REQUIREMENT: All that is wanted is the exact text of the lines below from the one with "Segment cargo pocket" through the one with "Segment camouflage backpack", inclusive, minus any pictures.

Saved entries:

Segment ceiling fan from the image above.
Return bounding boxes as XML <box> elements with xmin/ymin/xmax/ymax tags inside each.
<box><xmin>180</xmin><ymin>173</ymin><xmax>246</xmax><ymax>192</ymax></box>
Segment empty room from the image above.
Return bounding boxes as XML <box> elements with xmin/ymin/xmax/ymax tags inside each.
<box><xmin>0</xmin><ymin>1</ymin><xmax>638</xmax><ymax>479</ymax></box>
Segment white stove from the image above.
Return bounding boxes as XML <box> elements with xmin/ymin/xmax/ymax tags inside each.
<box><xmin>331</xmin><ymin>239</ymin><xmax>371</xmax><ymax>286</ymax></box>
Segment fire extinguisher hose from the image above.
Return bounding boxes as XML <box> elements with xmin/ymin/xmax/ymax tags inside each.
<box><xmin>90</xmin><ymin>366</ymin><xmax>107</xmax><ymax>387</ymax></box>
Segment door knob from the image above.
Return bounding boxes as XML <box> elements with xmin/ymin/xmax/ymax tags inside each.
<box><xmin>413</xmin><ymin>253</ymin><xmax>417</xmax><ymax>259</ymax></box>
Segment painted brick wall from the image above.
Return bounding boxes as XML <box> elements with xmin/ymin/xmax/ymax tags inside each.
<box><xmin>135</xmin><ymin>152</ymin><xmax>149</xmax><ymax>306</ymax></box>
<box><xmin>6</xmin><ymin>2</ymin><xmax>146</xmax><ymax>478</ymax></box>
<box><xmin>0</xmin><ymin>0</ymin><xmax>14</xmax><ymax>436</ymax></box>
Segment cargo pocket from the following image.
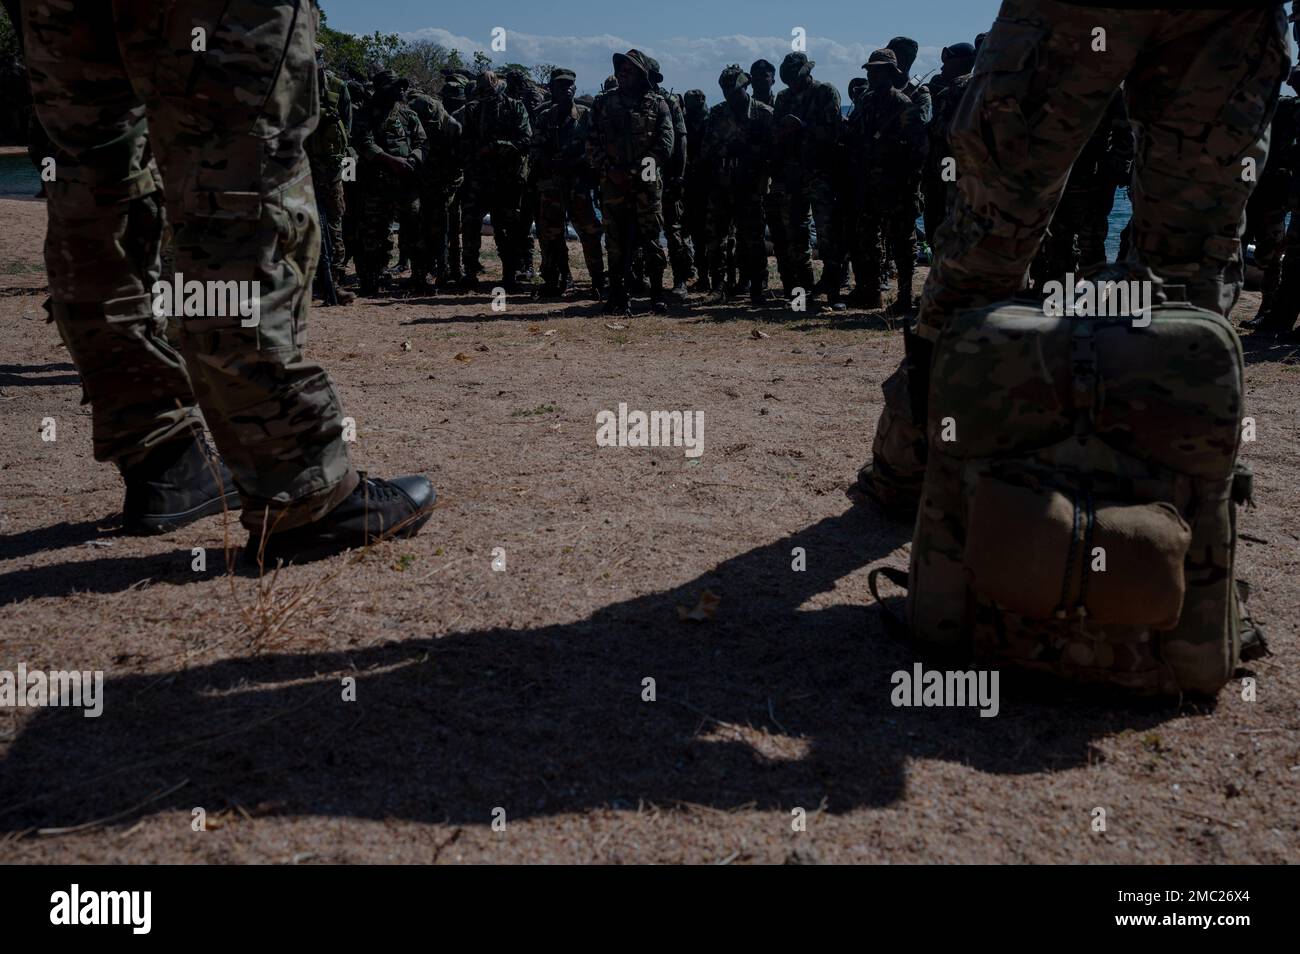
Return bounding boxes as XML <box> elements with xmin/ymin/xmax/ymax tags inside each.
<box><xmin>961</xmin><ymin>19</ymin><xmax>1048</xmax><ymax>173</ymax></box>
<box><xmin>963</xmin><ymin>476</ymin><xmax>1191</xmax><ymax>628</ymax></box>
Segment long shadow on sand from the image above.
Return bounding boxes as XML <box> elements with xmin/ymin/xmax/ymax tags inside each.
<box><xmin>0</xmin><ymin>503</ymin><xmax>1174</xmax><ymax>832</ymax></box>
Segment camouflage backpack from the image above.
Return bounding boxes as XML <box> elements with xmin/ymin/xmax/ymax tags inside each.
<box><xmin>874</xmin><ymin>285</ymin><xmax>1259</xmax><ymax>696</ymax></box>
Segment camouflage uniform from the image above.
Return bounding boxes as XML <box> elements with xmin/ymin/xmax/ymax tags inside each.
<box><xmin>305</xmin><ymin>59</ymin><xmax>353</xmax><ymax>291</ymax></box>
<box><xmin>1030</xmin><ymin>90</ymin><xmax>1134</xmax><ymax>289</ymax></box>
<box><xmin>458</xmin><ymin>79</ymin><xmax>531</xmax><ymax>287</ymax></box>
<box><xmin>507</xmin><ymin>71</ymin><xmax>550</xmax><ymax>282</ymax></box>
<box><xmin>1244</xmin><ymin>84</ymin><xmax>1299</xmax><ymax>331</ymax></box>
<box><xmin>408</xmin><ymin>89</ymin><xmax>462</xmax><ymax>286</ymax></box>
<box><xmin>645</xmin><ymin>58</ymin><xmax>691</xmax><ymax>291</ymax></box>
<box><xmin>682</xmin><ymin>90</ymin><xmax>713</xmax><ymax>289</ymax></box>
<box><xmin>341</xmin><ymin>78</ymin><xmax>368</xmax><ymax>274</ymax></box>
<box><xmin>439</xmin><ymin>73</ymin><xmax>472</xmax><ymax>281</ymax></box>
<box><xmin>700</xmin><ymin>67</ymin><xmax>774</xmax><ymax>301</ymax></box>
<box><xmin>588</xmin><ymin>50</ymin><xmax>674</xmax><ymax>311</ymax></box>
<box><xmin>751</xmin><ymin>60</ymin><xmax>789</xmax><ymax>292</ymax></box>
<box><xmin>530</xmin><ymin>71</ymin><xmax>605</xmax><ymax>294</ymax></box>
<box><xmin>773</xmin><ymin>53</ymin><xmax>842</xmax><ymax>298</ymax></box>
<box><xmin>352</xmin><ymin>72</ymin><xmax>426</xmax><ymax>294</ymax></box>
<box><xmin>21</xmin><ymin>0</ymin><xmax>358</xmax><ymax>531</ymax></box>
<box><xmin>866</xmin><ymin>0</ymin><xmax>1289</xmax><ymax>510</ymax></box>
<box><xmin>844</xmin><ymin>51</ymin><xmax>927</xmax><ymax>310</ymax></box>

RESPONSE TO THE TASK:
Segment cargo pocket from the following image.
Return bounding boxes as XML <box> elements with xmin/ymin/xmax/ymax tags inside each.
<box><xmin>961</xmin><ymin>19</ymin><xmax>1048</xmax><ymax>173</ymax></box>
<box><xmin>963</xmin><ymin>476</ymin><xmax>1191</xmax><ymax>628</ymax></box>
Segment long shadow on sand from the image above.
Return bounding boxes as XML <box> elements with xmin/ymin/xmax/ymax tags inside each.
<box><xmin>0</xmin><ymin>503</ymin><xmax>1174</xmax><ymax>832</ymax></box>
Segment camouflage backpack from the image above.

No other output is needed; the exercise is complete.